Stored data entries
----

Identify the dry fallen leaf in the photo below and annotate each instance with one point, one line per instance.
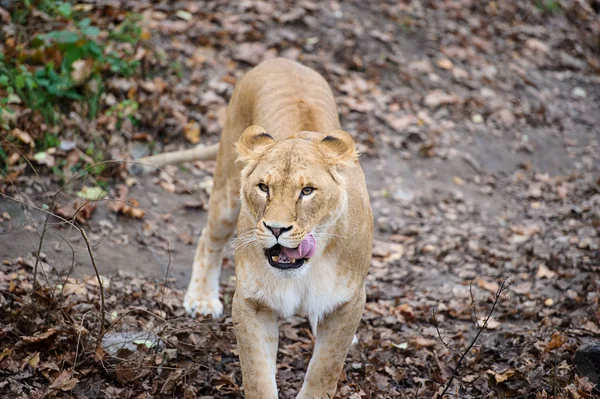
(191, 132)
(24, 137)
(556, 341)
(34, 339)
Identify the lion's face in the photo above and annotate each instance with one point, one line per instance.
(292, 188)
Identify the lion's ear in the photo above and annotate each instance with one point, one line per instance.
(338, 148)
(253, 142)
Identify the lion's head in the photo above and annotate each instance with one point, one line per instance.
(294, 189)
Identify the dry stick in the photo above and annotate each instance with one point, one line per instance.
(198, 153)
(87, 243)
(455, 372)
(89, 247)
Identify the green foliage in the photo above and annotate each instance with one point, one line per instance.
(548, 6)
(130, 30)
(44, 88)
(52, 8)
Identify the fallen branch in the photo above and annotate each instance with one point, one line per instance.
(198, 153)
(87, 243)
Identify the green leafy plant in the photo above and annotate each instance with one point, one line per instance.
(548, 6)
(44, 88)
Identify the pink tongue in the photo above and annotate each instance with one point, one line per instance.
(306, 249)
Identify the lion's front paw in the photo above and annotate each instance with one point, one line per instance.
(196, 305)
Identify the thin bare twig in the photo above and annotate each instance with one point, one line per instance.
(474, 340)
(87, 243)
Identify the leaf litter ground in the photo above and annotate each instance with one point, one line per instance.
(479, 130)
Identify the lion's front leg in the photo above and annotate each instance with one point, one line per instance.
(334, 338)
(257, 335)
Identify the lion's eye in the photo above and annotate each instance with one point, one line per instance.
(307, 190)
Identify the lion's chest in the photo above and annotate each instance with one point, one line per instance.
(314, 292)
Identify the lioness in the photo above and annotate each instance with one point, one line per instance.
(305, 228)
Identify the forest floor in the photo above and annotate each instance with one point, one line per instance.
(479, 127)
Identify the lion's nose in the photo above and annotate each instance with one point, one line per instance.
(277, 231)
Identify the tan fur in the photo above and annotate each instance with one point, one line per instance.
(282, 130)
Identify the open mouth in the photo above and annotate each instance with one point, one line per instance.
(278, 259)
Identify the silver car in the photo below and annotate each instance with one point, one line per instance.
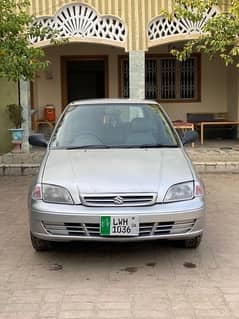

----

◆ THE PROBLEM:
Repeat word for word, and nothing more, the lines between the line containing "Identify the forest" and the last line of the records above, inclusive, without pictures.

◆ SOLUTION TO THIS PROBLEM:
Identify the forest floor in the photo above and annotate each instance with one point, one line per instance.
(479, 127)
Identify the lion's nose in the photo above and annotate each instance with one point, one line per instance.
(277, 231)
Identify the tan fur in the photo above and annotate each instance with one point, one line per instance.
(282, 130)
Identify the open mouth in the photo above and annotate each instance with one point, one line per instance.
(278, 259)
Identify the silver car in the photo below and annotate each instance with one point, one line per instance.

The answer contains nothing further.